→ TASKS TO PERFORM:
A) In the discussion about the self, what does the pattern of coldness between the outspread fingers reveal?
B) Transcribe the passage of the discussion about the self between "Surely something can" and "is 'not me'.", inclusive.

Why does this have to be concluded?
Surely something can only be 'not me' in opposition to a 'me'. That's how language works.
This isn't about replacing one conclusion with another conclusion (insert 'belief' for conclusions)
In fact it's worth considering very carefully where the conclusion 'everything is not me' will lead to. Here is a hint, that's not a fun place to land.
I mean: I can conclude that everything I find is 'not me' in the same way I can conclude everything I find is 'not Santa'; one doesn't have to presuppose that Santa actually exists in order to say everything is 'not Santa'. Same with the self. In this case, I am starting with the belief 'there is me and there is stuff which is not me', and I am finding that everything I look at is 'not me'.
What's the difference between 'no self' and 'everything is not me'? As far as I can tell these would be the same thing. Ie: 'no Santa' and 'everything is not Santa' are the same thing, also.
Let's reframe this a bit. Raise your hand and touch the wall.
What is the difference in experience between 'hand' and 'wall'.
Get very specific here.
Well ... I would say I can feel the hand and the wall. I feel the hand in a kind of tingling where the hand is, and I can also feel the cold air around my hand - so I would say there was a sensation of coldness - and I feel the wall as a kind of pressure or resistance. Furthermore, I would say that the feeling of tingling is somehow adjacent to the feeling of pressure/resistance, and also the feeling of coldness of the air. As a matter of fact, the tingling is sandwiched between the pressure on one side and the coldness on the other. I can also feel the coldness between my outspread fingers which helps me feel the shape of my hand (the pattern of coldness reveals the shape of the hand).

→ RECORD EXCERPTS:
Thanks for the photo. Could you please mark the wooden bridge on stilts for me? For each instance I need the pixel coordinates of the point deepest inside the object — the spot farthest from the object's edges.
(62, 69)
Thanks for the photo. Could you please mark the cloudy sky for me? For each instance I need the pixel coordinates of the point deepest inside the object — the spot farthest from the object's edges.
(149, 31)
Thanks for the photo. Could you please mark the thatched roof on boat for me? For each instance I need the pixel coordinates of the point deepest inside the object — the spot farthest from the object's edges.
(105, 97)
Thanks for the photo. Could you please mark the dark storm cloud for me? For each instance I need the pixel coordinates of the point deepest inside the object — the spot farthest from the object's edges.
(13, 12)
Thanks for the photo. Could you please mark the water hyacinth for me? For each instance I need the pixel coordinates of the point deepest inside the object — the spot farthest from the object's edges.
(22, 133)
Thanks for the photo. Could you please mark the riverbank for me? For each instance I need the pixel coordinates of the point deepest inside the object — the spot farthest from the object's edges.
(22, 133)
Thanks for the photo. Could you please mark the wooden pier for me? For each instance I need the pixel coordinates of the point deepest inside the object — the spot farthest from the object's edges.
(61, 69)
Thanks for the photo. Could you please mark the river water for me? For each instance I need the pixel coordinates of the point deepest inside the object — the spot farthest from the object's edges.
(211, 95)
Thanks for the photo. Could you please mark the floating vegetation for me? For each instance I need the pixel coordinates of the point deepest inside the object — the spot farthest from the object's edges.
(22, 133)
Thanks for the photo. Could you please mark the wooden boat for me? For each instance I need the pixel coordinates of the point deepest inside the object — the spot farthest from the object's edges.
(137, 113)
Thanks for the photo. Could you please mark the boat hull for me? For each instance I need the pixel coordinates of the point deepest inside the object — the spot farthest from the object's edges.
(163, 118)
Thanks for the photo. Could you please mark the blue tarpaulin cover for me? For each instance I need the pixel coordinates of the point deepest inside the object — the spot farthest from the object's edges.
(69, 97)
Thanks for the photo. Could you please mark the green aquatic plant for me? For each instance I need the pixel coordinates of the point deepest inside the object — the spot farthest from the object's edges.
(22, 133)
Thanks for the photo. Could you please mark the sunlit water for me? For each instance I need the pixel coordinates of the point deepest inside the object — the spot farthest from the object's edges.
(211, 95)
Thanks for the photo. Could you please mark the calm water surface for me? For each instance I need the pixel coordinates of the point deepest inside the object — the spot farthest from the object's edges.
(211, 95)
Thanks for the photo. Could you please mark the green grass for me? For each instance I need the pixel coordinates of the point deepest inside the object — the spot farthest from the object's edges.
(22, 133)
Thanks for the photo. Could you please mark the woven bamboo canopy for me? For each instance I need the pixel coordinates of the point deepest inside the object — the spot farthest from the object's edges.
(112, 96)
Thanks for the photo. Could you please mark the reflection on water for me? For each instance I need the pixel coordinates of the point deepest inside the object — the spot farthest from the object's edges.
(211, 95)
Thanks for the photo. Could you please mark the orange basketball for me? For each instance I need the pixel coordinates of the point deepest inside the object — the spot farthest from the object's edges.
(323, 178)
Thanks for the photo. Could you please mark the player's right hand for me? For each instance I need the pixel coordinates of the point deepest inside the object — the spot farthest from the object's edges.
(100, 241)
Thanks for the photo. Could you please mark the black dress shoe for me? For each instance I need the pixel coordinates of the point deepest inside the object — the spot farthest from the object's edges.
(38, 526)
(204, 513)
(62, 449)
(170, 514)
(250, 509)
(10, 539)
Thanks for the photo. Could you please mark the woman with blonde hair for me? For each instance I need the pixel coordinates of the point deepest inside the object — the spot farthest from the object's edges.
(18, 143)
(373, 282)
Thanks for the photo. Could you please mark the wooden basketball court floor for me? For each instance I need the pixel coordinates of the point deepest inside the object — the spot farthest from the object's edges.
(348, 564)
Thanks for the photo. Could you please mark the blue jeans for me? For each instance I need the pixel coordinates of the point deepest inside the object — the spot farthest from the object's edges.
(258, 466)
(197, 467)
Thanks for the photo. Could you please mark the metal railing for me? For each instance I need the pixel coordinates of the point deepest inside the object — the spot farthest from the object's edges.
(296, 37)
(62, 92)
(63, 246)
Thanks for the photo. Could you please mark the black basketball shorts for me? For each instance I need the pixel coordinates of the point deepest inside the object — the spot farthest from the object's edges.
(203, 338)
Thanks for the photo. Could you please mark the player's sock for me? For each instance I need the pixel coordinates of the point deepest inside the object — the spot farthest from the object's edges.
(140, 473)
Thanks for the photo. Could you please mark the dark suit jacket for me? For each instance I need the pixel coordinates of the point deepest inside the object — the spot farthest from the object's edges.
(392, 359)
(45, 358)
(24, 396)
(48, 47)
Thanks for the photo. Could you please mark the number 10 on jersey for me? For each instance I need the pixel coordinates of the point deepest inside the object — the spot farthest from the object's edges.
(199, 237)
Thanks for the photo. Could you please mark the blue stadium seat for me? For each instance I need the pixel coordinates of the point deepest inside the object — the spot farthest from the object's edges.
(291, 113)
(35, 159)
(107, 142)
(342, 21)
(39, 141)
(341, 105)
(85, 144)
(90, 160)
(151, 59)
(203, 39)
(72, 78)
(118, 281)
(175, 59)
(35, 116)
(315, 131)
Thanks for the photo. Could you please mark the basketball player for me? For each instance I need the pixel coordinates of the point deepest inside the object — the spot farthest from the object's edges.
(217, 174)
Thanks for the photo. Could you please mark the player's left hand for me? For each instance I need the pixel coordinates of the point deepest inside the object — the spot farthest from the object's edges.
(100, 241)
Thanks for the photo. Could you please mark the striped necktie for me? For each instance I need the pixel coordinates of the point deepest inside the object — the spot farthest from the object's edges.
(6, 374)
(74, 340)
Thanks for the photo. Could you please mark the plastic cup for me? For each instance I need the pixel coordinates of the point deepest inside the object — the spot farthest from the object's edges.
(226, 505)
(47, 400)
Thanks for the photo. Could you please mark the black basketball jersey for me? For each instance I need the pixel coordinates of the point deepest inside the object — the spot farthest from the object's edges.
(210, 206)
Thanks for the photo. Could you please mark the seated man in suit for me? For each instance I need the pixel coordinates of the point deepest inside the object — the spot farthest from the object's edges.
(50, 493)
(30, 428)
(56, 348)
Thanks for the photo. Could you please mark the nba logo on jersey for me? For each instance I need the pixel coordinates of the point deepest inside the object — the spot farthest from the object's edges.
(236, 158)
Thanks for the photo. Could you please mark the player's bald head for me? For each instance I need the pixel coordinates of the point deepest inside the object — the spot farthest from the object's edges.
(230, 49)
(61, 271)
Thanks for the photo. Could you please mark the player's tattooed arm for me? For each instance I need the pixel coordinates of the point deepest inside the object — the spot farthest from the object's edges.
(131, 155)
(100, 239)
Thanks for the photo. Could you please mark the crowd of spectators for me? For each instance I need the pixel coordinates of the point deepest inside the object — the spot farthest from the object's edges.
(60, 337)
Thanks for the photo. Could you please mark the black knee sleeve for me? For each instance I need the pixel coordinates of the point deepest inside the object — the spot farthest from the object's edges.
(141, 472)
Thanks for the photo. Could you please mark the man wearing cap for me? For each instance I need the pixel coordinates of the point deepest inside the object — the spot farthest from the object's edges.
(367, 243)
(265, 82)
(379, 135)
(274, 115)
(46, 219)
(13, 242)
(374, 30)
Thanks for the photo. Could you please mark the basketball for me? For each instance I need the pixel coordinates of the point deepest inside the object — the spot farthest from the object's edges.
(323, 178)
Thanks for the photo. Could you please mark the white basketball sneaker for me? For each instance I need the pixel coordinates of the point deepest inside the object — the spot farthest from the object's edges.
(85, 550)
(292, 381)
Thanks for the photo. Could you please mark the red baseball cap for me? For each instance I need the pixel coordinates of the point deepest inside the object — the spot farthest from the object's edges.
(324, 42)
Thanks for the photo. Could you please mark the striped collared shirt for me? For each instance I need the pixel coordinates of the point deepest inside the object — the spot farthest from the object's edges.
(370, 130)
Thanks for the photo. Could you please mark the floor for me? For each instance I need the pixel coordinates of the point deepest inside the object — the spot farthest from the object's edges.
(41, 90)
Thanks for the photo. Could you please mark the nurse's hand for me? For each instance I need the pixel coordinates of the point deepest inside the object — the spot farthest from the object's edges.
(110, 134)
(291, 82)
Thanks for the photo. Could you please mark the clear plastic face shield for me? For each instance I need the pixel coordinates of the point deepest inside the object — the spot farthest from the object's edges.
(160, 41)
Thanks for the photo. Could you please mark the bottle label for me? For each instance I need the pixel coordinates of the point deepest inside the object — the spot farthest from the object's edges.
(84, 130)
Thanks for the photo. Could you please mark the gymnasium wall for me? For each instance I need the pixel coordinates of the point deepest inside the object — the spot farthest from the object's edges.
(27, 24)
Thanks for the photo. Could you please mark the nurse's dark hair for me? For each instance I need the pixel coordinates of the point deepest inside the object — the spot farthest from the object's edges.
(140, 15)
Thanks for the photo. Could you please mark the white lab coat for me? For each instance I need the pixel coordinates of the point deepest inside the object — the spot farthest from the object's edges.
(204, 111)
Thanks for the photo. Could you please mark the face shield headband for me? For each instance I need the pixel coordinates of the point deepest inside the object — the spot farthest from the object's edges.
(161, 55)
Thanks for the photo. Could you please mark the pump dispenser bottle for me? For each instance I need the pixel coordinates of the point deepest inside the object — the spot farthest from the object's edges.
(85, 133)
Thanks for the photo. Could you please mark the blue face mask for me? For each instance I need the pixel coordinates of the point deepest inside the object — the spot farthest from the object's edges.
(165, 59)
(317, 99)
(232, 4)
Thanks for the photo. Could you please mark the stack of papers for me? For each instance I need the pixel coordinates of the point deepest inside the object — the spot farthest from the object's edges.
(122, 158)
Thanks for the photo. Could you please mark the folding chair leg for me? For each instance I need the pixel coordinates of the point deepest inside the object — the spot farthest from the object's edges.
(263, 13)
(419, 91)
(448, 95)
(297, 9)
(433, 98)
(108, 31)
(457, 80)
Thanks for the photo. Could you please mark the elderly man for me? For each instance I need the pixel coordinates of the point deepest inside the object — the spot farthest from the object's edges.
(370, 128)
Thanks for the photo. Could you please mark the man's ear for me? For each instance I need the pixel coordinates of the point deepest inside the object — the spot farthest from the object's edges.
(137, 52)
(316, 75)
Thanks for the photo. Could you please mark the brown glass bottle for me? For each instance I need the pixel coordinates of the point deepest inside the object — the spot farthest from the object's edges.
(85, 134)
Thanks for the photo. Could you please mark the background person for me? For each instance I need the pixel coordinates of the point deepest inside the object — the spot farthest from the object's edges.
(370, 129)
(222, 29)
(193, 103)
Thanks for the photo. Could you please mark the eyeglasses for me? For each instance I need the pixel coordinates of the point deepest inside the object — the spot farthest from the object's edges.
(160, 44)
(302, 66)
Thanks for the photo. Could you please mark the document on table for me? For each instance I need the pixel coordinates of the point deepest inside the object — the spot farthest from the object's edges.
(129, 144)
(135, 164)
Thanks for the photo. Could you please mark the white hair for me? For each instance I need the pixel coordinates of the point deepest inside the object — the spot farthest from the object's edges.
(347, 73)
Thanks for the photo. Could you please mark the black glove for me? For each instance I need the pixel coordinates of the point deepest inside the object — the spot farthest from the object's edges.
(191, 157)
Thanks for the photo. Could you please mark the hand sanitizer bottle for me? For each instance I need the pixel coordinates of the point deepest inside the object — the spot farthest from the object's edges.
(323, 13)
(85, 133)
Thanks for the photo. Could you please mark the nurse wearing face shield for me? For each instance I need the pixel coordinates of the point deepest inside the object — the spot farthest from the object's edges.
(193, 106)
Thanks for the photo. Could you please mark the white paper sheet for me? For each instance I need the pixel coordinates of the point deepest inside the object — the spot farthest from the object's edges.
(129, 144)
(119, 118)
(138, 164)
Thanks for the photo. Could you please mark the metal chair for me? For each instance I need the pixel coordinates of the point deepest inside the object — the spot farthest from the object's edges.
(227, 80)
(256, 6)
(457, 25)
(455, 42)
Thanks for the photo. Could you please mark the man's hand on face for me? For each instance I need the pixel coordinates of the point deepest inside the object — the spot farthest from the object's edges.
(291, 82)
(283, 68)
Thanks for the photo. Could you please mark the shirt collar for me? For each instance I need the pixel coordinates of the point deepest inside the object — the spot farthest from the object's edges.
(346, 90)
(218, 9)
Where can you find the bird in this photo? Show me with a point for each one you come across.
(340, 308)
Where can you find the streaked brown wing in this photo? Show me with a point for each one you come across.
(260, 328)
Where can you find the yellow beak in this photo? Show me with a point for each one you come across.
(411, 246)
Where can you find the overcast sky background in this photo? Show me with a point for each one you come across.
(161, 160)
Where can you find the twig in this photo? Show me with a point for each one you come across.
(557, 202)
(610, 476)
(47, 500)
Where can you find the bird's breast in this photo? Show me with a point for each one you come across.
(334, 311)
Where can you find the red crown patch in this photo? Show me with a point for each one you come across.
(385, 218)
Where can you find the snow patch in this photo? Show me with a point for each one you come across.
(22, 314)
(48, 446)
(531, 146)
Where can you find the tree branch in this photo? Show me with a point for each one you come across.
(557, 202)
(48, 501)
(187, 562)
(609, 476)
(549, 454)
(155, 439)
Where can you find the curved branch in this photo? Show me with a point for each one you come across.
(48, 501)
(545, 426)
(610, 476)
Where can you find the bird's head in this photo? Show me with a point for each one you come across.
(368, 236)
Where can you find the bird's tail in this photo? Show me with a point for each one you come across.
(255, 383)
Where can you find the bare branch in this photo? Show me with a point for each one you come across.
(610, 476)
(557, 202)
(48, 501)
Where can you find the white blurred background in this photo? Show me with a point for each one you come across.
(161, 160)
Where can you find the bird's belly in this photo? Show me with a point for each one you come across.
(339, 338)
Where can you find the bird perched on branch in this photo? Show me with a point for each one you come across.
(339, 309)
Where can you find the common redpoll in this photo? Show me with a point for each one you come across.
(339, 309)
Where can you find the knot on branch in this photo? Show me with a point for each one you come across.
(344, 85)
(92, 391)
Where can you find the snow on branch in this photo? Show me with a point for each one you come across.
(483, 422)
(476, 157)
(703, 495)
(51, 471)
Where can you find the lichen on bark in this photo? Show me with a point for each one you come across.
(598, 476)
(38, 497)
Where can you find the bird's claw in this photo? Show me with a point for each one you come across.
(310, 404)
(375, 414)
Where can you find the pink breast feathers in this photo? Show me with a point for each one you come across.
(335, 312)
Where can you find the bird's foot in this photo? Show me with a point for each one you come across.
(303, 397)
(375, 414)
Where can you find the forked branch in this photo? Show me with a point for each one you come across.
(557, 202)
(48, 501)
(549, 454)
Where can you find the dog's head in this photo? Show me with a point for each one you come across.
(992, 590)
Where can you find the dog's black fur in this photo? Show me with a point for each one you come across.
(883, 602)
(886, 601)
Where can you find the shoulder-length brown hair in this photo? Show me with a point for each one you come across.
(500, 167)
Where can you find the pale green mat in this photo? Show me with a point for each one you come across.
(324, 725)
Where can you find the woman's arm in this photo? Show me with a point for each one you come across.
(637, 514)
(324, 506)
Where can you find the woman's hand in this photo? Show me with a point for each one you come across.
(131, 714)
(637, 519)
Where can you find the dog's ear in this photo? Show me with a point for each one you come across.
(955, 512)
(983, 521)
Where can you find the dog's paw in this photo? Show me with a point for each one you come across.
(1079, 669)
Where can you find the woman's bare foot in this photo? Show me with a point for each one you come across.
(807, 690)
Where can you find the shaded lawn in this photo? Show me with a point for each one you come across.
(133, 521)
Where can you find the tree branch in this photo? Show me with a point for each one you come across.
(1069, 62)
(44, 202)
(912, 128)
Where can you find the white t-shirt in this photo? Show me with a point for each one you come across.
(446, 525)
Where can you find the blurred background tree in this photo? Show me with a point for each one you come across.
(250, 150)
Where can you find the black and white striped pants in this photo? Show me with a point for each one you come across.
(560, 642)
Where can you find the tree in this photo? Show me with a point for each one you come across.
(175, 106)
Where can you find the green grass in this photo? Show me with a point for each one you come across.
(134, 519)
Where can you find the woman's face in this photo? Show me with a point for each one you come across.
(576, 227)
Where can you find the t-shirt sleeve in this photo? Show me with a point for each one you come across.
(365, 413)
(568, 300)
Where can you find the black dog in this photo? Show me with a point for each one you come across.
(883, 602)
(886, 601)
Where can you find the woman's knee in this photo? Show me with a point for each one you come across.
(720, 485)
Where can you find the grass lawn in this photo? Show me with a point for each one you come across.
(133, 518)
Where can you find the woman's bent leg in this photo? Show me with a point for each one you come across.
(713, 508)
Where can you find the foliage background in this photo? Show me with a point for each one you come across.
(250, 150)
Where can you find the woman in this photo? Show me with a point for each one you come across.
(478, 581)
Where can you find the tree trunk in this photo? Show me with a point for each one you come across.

→ ANSWERS FOR THE EXERCISE:
A) The shape of the hand.

B)
Surely something can only be 'not me' in opposition to a 'me'. That's how language works.
This isn't about replacing one conclusion with another conclusion (insert 'belief' for conclusions)
In fact it's worth considering very carefully where the conclusion 'everything is not me' will lead to. Here is a hint, that's not a fun place to land.
I mean: I can conclude that everything I find is 'not me' in the same way I can conclude everything I find is 'not Santa'; one doesn't have to presuppose that Santa actually exists in order to say everything is 'not Santa'. Same with the self. In this case, I am starting with the belief 'there is me and there is stuff which is not me', and I am finding that everything I look at is 'not me'.